WRITTEN PROBLEM: Count the lines of the data below that contain the string "says", treating uppercase and lowercase letters as different. Give only the number.

◇ ◇ ◇ ◇

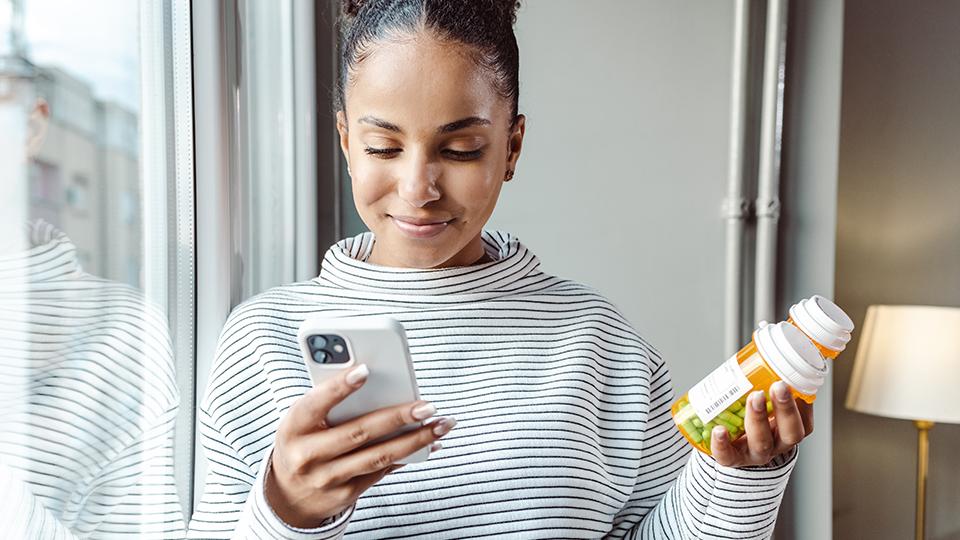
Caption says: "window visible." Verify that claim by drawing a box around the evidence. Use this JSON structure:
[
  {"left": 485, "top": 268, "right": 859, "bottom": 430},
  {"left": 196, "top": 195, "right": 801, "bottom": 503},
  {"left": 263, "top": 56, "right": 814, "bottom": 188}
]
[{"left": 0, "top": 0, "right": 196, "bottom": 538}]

◇ ◇ ◇ ◇

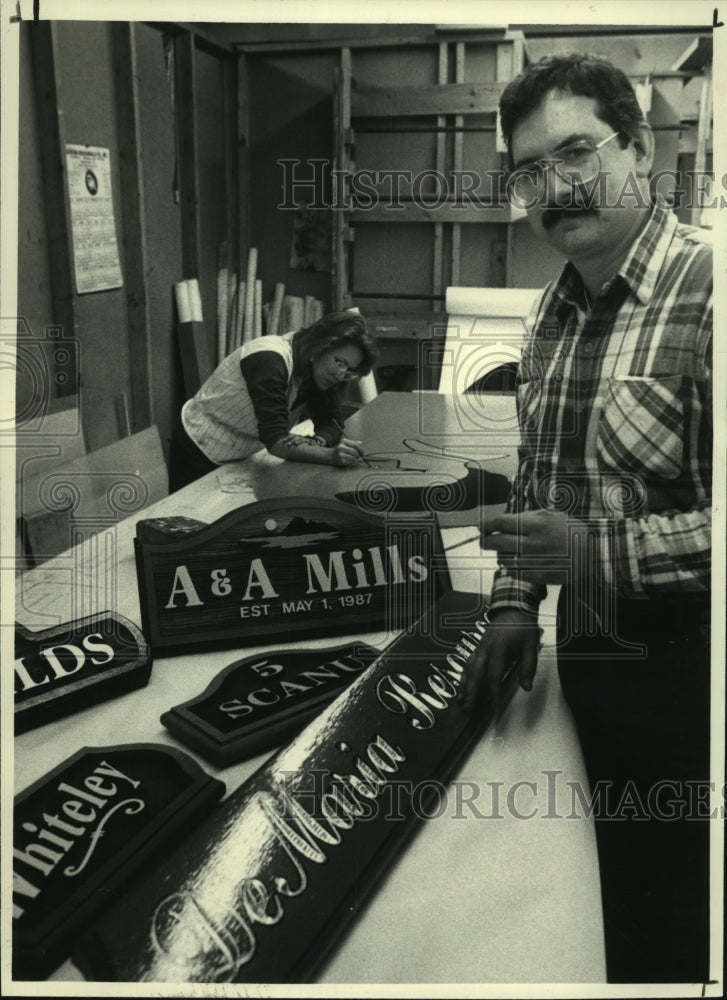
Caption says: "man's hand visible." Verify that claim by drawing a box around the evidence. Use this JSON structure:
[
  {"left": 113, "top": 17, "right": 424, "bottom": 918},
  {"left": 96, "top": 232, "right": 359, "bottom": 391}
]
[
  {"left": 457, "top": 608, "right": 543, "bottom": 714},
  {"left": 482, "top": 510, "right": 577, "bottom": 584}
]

◇ ◇ ◇ ◇

THE RESULT: 2